[Records from a dataset]:
[Start of section]

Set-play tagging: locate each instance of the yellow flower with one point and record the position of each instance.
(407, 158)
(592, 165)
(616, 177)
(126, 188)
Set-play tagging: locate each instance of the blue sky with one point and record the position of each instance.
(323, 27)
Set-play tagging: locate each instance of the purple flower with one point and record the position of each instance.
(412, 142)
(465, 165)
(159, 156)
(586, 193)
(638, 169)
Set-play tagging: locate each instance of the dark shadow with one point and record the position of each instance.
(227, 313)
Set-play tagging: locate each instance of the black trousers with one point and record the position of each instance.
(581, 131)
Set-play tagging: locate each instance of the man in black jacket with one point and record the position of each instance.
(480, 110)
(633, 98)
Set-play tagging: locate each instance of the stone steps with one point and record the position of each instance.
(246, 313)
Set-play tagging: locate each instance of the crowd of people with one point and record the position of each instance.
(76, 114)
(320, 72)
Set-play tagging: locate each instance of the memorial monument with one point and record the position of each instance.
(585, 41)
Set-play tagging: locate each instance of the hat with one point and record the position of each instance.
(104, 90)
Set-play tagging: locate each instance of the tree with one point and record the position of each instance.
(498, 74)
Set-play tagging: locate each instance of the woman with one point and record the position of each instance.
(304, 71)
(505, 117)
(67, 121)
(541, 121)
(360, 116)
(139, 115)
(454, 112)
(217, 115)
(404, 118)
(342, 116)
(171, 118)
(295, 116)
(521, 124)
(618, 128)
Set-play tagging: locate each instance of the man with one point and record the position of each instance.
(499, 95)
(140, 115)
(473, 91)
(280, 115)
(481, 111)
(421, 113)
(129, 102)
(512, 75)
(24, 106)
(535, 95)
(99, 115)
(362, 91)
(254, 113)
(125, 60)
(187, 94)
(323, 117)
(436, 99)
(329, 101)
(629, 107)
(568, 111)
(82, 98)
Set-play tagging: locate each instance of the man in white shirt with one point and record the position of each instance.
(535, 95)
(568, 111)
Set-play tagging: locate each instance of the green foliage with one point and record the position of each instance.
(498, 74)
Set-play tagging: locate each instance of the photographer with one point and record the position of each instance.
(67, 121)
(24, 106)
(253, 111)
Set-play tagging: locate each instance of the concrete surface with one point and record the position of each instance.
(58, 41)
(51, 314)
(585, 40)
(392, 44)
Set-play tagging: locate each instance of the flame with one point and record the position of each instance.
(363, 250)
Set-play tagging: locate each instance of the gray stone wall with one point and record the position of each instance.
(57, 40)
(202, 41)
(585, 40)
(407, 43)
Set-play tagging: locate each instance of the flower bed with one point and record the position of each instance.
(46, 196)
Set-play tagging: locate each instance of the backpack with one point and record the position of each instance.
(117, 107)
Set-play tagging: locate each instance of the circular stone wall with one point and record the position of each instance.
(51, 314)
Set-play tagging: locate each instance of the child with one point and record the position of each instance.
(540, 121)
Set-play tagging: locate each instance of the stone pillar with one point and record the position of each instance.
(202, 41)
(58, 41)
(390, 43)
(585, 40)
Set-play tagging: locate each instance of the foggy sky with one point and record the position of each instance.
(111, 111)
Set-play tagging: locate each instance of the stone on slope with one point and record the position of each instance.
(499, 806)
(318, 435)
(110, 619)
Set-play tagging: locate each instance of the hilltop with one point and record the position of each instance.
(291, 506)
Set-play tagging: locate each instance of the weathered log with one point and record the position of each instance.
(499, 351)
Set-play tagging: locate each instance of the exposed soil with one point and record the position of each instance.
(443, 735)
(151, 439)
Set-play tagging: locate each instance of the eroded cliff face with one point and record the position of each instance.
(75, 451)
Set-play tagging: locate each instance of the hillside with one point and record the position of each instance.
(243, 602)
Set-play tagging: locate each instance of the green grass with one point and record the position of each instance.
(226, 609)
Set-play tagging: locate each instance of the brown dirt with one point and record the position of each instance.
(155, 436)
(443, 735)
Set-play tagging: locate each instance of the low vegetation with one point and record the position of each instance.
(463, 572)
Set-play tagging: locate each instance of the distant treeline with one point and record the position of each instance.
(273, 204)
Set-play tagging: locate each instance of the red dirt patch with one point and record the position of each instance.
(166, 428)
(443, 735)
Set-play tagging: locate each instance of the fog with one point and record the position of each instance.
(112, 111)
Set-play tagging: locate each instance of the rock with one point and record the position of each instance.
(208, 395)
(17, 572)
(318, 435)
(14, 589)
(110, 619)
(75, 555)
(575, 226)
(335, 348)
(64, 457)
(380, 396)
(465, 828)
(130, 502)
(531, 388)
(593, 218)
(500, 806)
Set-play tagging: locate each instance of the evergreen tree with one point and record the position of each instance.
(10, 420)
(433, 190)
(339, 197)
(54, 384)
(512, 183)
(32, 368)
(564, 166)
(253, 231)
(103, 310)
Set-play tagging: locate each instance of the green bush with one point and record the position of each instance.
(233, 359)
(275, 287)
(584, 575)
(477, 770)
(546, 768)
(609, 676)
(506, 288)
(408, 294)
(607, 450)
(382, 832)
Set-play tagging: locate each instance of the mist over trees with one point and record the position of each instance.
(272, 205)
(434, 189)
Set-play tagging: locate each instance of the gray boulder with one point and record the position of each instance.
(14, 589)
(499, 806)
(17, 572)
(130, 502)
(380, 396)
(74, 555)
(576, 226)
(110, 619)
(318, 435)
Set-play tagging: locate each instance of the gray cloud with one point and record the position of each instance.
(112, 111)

[End of section]

[WHAT YOU SHOULD DO]: Retype the data precisely.

[RESPONSE BOX]:
Set-play tagging: locate each instance of the yellow flower with one point and record the position of each instance.
(407, 158)
(592, 165)
(616, 177)
(126, 188)
Set-play tagging: locate each instance of the blue sky with one point and record the position of each instance.
(323, 27)
Set-play tagging: locate each instance of the purple flower with one point and record the position of each instance.
(412, 142)
(465, 165)
(159, 156)
(586, 193)
(638, 169)
Set-play tagging: locate each instance of the dark shadow with one point and record the position of each instance.
(227, 313)
Set-play tagging: locate each instance of the black trousers with one point and record the position of each instance.
(581, 131)
Set-play tagging: locate each instance of the man in black jacket with one point and record the position of each instance.
(480, 110)
(633, 98)
Set-play tagging: locate each instance of the stone steps with one point and record the position of each instance.
(246, 313)
Set-play tagging: locate each instance of the crowd of people with one point and record the position of each instance.
(76, 114)
(320, 72)
Set-play tagging: locate each instance of the memorial monument with one point and record the position of each instance.
(585, 41)
Set-play tagging: locate each instance of the hat with one point and record the position of each instance.
(104, 90)
Set-play tagging: locate each instance of the tree with one point and record the position of each instance.
(498, 74)
Set-play tagging: locate each instance of the woman with one point and record the position of each instance.
(304, 71)
(505, 117)
(67, 121)
(541, 121)
(360, 116)
(139, 115)
(454, 112)
(217, 115)
(404, 118)
(342, 116)
(171, 118)
(295, 116)
(521, 124)
(618, 128)
Set-play tagging: locate each instance of the man with one point and record the position of each instance.
(499, 95)
(140, 115)
(473, 91)
(280, 115)
(481, 111)
(421, 113)
(129, 102)
(512, 75)
(24, 106)
(535, 95)
(99, 115)
(362, 91)
(254, 113)
(125, 60)
(187, 94)
(323, 117)
(436, 99)
(329, 101)
(629, 107)
(568, 111)
(82, 98)
Set-play tagging: locate each instance of the man in white shirt with one point and record the position of each instance.
(535, 95)
(568, 111)
Set-play tagging: locate each instance of the green foliage with one point and record the position of each instance.
(498, 74)
Set-play tagging: locate each instance of the photographer with one point and record the position of each instance.
(67, 121)
(24, 106)
(253, 111)
Set-play tagging: locate each instance of the concrete surface with one point and record the position of each instance.
(58, 41)
(51, 314)
(585, 40)
(392, 44)
Set-play tagging: locate each instance of the flame with one point and record the position of each instance.
(363, 250)
Set-play tagging: locate each instance of the gray stone wall with one point and record the position of each instance.
(57, 40)
(202, 41)
(585, 40)
(407, 43)
Set-play tagging: locate each instance of the flower bed with one point and record the position of each instance.
(46, 196)
Set-play tagging: locate each instance of the backpack with one point and record the position of each instance.
(117, 107)
Set-play tagging: locate each instance of the circular stone wall with one point and record the position of each instance.
(51, 314)
Set-play tagging: locate each instance of the child with one point and record the position of each instance.
(540, 121)
Set-play tagging: locate each instance of the stone pillar with one point and record the position of each instance.
(202, 41)
(58, 41)
(390, 43)
(585, 40)
Set-play tagging: locate each instance of the foggy sky with one point and record the position of each instance.
(111, 111)
Set-play tagging: locate each instance of the stone on slope with one point and record the position of each instance.
(499, 806)
(318, 435)
(110, 619)
Set-play tagging: locate each instance of the hilltop with one point and record the position of each instance.
(291, 506)
Set-play tagging: locate each instance of the weathered log with one point and record the position of each instance.
(499, 351)
Set-play tagging: locate each instance of the exposed soil with one point and record the position of each instance.
(443, 735)
(151, 439)
Set-play tagging: locate each instance of the eroded cliff face with one point and record the position of each instance.
(75, 451)
Set-play tagging: locate each instance of the hillside with one point and record the position of each instance.
(243, 602)
Set-play tagging: locate each instance of the green grass with one point and record the position of each instance.
(226, 609)
Set-play tagging: locate each instance of the brown dirt with one point and record the position of each instance.
(155, 436)
(443, 735)
Set-play tagging: locate each instance of the low vegetation with one point and record the position of each instance.
(463, 572)
Set-play tagging: locate each instance of the distant treeline with one point and record the position of each instance.
(273, 204)
Set-play tagging: locate each instance of the red dirt patch with one point and record the position of each instance.
(166, 428)
(443, 735)
Set-play tagging: locate each instance of the fog with one point and record the position of each instance.
(112, 111)
Set-play tagging: locate each instance of the rock with one point and record the position of each instance.
(208, 395)
(17, 572)
(318, 435)
(14, 589)
(110, 619)
(75, 555)
(575, 226)
(335, 348)
(64, 457)
(380, 396)
(465, 828)
(130, 502)
(531, 388)
(593, 218)
(500, 806)
Set-play tagging: locate each instance of the evergreen tree with one point and record the position of each instance.
(10, 420)
(433, 190)
(339, 197)
(54, 384)
(512, 183)
(32, 368)
(564, 166)
(253, 231)
(103, 310)
Set-play tagging: locate each instance of the green bush with one point and record the position of each instance.
(233, 359)
(275, 287)
(584, 575)
(477, 770)
(546, 768)
(609, 676)
(506, 288)
(408, 294)
(607, 450)
(382, 832)
Set-play tagging: locate each instance of the mist over trees with one point and record the position of each instance.
(272, 205)
(434, 189)
Set-play tagging: locate each instance of the gray boulder with one point and record the position of each instance.
(14, 589)
(499, 806)
(17, 572)
(130, 502)
(380, 396)
(74, 555)
(576, 226)
(110, 619)
(318, 435)
Set-play tagging: locate each instance of the gray cloud with one point and record the position of each instance.
(112, 111)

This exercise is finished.